----- Records for this exercise -----

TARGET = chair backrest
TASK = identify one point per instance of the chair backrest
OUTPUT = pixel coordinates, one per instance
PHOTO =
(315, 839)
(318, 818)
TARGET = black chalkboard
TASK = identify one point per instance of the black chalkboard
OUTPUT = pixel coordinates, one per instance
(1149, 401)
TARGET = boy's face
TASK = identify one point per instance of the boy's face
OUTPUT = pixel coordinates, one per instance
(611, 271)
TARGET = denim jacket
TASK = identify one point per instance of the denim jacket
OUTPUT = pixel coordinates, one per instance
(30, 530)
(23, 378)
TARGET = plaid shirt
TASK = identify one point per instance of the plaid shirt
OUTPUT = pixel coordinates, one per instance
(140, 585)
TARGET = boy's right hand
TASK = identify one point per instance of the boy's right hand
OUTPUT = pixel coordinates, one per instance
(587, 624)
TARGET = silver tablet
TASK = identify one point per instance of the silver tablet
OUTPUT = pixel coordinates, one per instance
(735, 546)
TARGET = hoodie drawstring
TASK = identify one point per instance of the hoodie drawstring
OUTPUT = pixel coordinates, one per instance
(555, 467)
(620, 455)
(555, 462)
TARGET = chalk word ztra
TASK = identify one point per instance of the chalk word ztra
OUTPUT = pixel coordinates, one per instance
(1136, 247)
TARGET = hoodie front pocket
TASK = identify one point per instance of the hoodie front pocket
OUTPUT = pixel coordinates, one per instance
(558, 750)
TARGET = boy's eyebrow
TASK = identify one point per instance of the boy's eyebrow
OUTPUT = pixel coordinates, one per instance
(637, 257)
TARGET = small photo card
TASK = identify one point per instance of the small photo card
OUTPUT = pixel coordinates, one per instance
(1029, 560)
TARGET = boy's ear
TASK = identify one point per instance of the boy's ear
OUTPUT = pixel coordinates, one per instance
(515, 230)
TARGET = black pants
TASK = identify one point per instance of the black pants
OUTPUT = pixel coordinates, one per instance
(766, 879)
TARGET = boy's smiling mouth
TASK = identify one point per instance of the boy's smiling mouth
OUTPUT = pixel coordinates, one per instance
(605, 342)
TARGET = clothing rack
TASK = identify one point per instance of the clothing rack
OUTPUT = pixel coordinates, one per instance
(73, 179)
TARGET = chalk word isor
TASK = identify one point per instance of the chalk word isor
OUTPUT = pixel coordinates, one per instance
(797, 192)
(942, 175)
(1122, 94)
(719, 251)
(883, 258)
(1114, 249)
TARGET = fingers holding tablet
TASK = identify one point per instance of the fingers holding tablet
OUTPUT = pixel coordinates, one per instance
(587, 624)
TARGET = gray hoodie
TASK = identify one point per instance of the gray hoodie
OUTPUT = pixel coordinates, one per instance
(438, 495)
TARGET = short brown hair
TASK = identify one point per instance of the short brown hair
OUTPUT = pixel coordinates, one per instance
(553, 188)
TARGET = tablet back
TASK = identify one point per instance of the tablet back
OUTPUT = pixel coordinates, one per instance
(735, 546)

-----

Prompt:
Using the data above, repeat every line exactly.

Result:
TARGET = chair backrest
TASK = identify one point per instance of the chair backrest
OUTPUT = pixel coordinates, one per instance
PHOTO =
(315, 839)
(318, 818)
TARGET = black chalkboard
TASK = identify one point per instance of the black chalkboard
OUTPUT = pixel coordinates, one per instance
(1149, 401)
TARGET = boy's face
TASK = identify one point per instance of the boy's face
OUTPUT = pixel coordinates, one per instance
(611, 271)
TARGET = denim jacket
TASK = identify one point per instance of the denim jacket
OUTPUT = pixel coordinates, one per instance
(30, 530)
(23, 378)
TARGET = plaid shirt
TASK = identify one point per instance of the plaid shirt
OUTPUT = pixel coordinates, one per instance
(140, 585)
TARGET = boy's right hand
TASK = identify one point per instance of the boy's right hand
OUTPUT = pixel coordinates, one per instance
(587, 624)
TARGET = silver tablet
TASK = identify one point per instance of the silver tablet
OUTPUT = pixel coordinates, one per instance
(735, 546)
TARGET = hoodie drawstring
TASK = identify one point per instance of the hoodie drawstring
OUTPUT = pixel coordinates, one per instance
(555, 467)
(620, 455)
(555, 462)
TARGET = chalk word ztra
TASK = identify one point per instance of the chalk word ztra
OUTPUT = pixel coordinates, one per instance
(1136, 247)
TARGET = hoodie front pocket
TASK = identify one point per instance of the hoodie front pocket
OUTPUT = pixel coordinates, one per instance
(558, 750)
TARGET = boy's eyebrow
TASK = identify one point per instance of the boy's eyebrow
OUTPUT = pixel coordinates, one per instance
(637, 257)
TARGET = small photo card
TASK = identify one point per instance of the small photo card
OUTPUT = pixel coordinates, one per instance
(1029, 560)
TARGET = boy's ear
TASK = identify one point per instance of the boy's ear
OUTPUT = pixel coordinates, one per instance
(515, 230)
TARGET = black pants
TASK = identify one point per instance of the black pants
OUTPUT = pixel coordinates, one per instance
(766, 879)
TARGET = boy's smiling mouth
TASK = identify one point per instance of the boy's smiling mouth
OUTPUT = pixel coordinates, one per instance
(605, 342)
TARGET = clothing rack
TASK = identify one point per instance of the clothing rack
OUTPUT = pixel coordinates, one per instance
(73, 179)
TARGET = chalk word isor
TASK = identify one point per instance of the chalk word isor
OUTPUT = pixel coordinates, one per instance
(797, 192)
(942, 175)
(1122, 94)
(719, 251)
(883, 258)
(1114, 249)
TARGET = fingers holding tablet
TASK = identify one point per instance of the fingers holding tablet
OUTPUT = pixel coordinates, one per instance
(587, 624)
TARGET = gray hoodie
TASK = identify one point per instance of the gray hoodie
OUTPUT = pixel coordinates, one per instance
(438, 495)
TARGET = short brown hair
TASK = identify one point per instance of the short brown hair
OUTPUT = pixel coordinates, one per instance
(553, 188)
TARGET = tablet back
TASK = identify one point per instance of the tablet back
OUTPUT = pixel coordinates, one per instance
(735, 546)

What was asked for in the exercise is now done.